* Begin *
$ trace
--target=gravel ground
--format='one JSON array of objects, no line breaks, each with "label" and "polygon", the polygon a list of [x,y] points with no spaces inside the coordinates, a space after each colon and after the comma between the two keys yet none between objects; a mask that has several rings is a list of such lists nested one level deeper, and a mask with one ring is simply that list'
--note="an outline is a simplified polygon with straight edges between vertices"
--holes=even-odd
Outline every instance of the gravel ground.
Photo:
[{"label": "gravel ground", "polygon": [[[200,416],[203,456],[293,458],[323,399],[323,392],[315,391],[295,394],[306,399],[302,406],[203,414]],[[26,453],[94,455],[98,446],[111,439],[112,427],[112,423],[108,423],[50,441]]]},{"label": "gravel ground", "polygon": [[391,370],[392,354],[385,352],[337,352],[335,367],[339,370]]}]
* End *
WHAT YOU WILL DO: Change "straight" to "linear" throughout the records above and write them out again, leaving every other word as it stands.

CORRECT RESULT:
$ trace
--target=gravel ground
--format='one JSON array of objects, no line breaks, each with "label" and "polygon", the polygon a list of [x,y] points with no spaces inside the coordinates, a space after each colon and after the comma between the two keys yet none between objects; a mask that has several rings is a list of such lists nested one level deeper, and a mask with one ring is simply that list'
--note="an outline is a simplified polygon with linear edges between vertices"
--holes=even-odd
Outline every instance of the gravel ground.
Photo:
[{"label": "gravel ground", "polygon": [[[200,416],[203,456],[293,458],[323,399],[323,392],[315,391],[295,394],[306,399],[302,406],[203,414]],[[26,453],[94,455],[98,446],[111,439],[112,427],[112,423],[108,423],[50,441]]]},{"label": "gravel ground", "polygon": [[391,370],[392,354],[385,352],[337,352],[335,367],[339,370]]}]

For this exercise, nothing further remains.